* **DIRECTIONS**:
A) Copy out the report on the Edinburgh hearing about Diana's death word for word, everything from "The tycoon, who" down to "were an accident.".
B) Summarize the report on the Edinburgh hearing about Diana's death in two sentences.
C) Continue the report on the Edinburgh hearing about Diana's death from where it stops.

* **TEXT PROVIDED**:
-*-*-

Post by Taxigirl on Dec 15, 2003 18:48:41 GMT
Security services were monitoring Diana, Princess of Wales, and Dodi Al Fayed in the month before their death, a Scottish court has heard.
The Court of Session in Edinburgh was also told that their driver Henri Paul may have been an MI6 informant.
Harrods owner Mohamed Al Fayed is challenging a refusal to hold an inquiry in Scotland into their deaths.
The tycoon, who was at the Court of Session hearing in Edinburgh, believes the pair were murdered.
Video evidence
He also insists that the full facts of the crash in Paris on 31 August, 1997, have never been revealed.
His lawyer Richard Keen QC told the court that they had numerous arguments to cast doubt on the French police' s verdict that Dodi and Diana's deaths were an accident.
None of the 10 traffic cameras on the route from the Ritz Hotel to Dodi's flat in Paris was working at the time of the crash, he said, and yet a motorist was fined for speeding 15 minutes earlier based on video evidence on a speed camera near where the couple's Mercedes crashed.
In his submission, Mr Keen said Diana and Princes William and Harry were being monitored from around 10 July, 1997, when they arrived at the Al Fayed estate in St Tropez in the south of France.
By August press speculation was intensifying that the couple were about to announce their engagement, fuelled by comments Diana made about an impending statement that would cause "shock and surprise".
After the couple arrived at Beauvais Airport on 30 August, Mr Keen told the court: "As a matter of practice French security reported the arrival of the princess to the UK embassy assuming they were not aware of it.
"The UK embassy announced that she was not the subject of any monitoring in Paris.
'Explosive claims'
"It said it was not aware of her presence in Paris on 30/31 August. Consequently they said they could not assist in any matters relating to the crash or the circumstances leading up to the crash as they were not involved in any monitoring or security of the Princess of Wales.
"The petitioner (Mr Al Fayed) has real grounds to call into question the credibility and reliability of that statement."
Mr Keen also told the court the US National Security Agency had confirmed the princess was the subject of monitoring at the time of the crash.
But he said more than 1,000 pages of documents relating to the crash could not be made public in America for "national security" reasons.

-*-*-

* **SUPPLIED MATERIAL**:
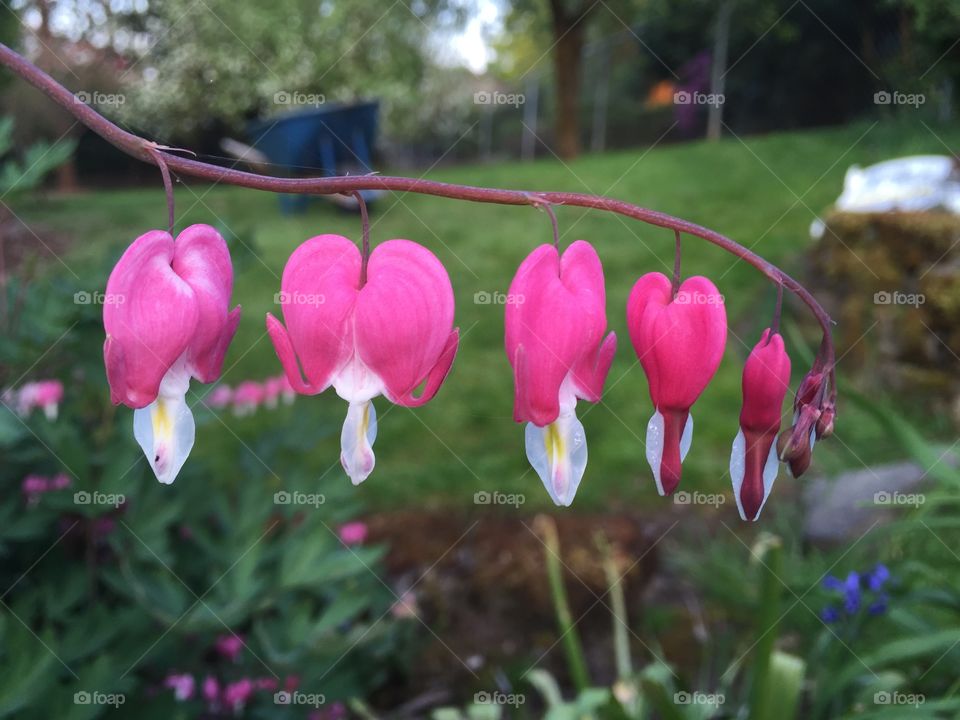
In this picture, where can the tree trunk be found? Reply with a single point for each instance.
(568, 34)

-*-*-

* **SOLVED PROBLEMS**:
A)
The tycoon, who was at the Court of Session hearing in Edinburgh, believes the pair were murdered.
Video evidence
He also insists that the full facts of the crash in Paris on 31 August, 1997, have never been revealed.
His lawyer Richard Keen QC told the court that they had numerous arguments to cast doubt on the French police' s verdict that Dodi and Diana's deaths were an accident.

B) At the Court of Session in Edinburgh, Mohamed Al Fayed's lawyer Richard Keen QC told the court that security services were monitoring Diana and Dodi Al Fayed in the month before their deaths and that their driver Henri Paul may have been an MI6 informant. Al Fayed, who believes the pair were murdered, is challenging a refusal to hold a Scottish inquiry, and his lawyer disputed the French police's accident verdict, pointing to traffic cameras that were not working and to US documents withheld for "national security" reasons.

C)
Mr Keen said the surveillance may have been carried out by the US on behalf of the UK security services.
He also told the court of the explosive claims made by former MI6 agent Richard Tomlinson.
Mr Keen said Mr Tomlinson had confirmed Diana was being monitored by the UK security service in France and that MI6 paid a "long standing informant" at the Ritz Hotel in Paris.
He told the court Paul earned about £20,000 as assistant head of security at the Ritz.
"Subsequent to the crash he maintained 13 different bank accounts in Paris that contained in excess of 1.2 million French francs, which might suggest that he had some form of part-time job," Mr Keen said.
Mr Tomlinson also claimed reports of a "blinding flash" in the tunnel prior to the crash and the reported involvement of another vehicle mirrored plans he had seen in 1992 for the attempted assassination of former Yugoslav President Slobodan Milosevic.
No inquests
When he arrived at the court on Monday, Mr Al Fayed said: "What I am doing I am doing for the nation and for the ordinary people."
He said as a resident of Scotland he was looking to the Scottish courts to secure his rights.
When his request for an inquiry was rejected earlier this year, Mr Al Fayed was told it was because the crash was outside Scottish jurisdiction because it happened in Paris.
There have been no inquests in the UK into the death of Dodi and Diana after six years, and Mr Al Fayed has always maintained there has been a conspiracy or cover-up to conceal security services involvement in his son's death.
He has not enjoyed legal success in England or France in his efforts to secure a public inquiry.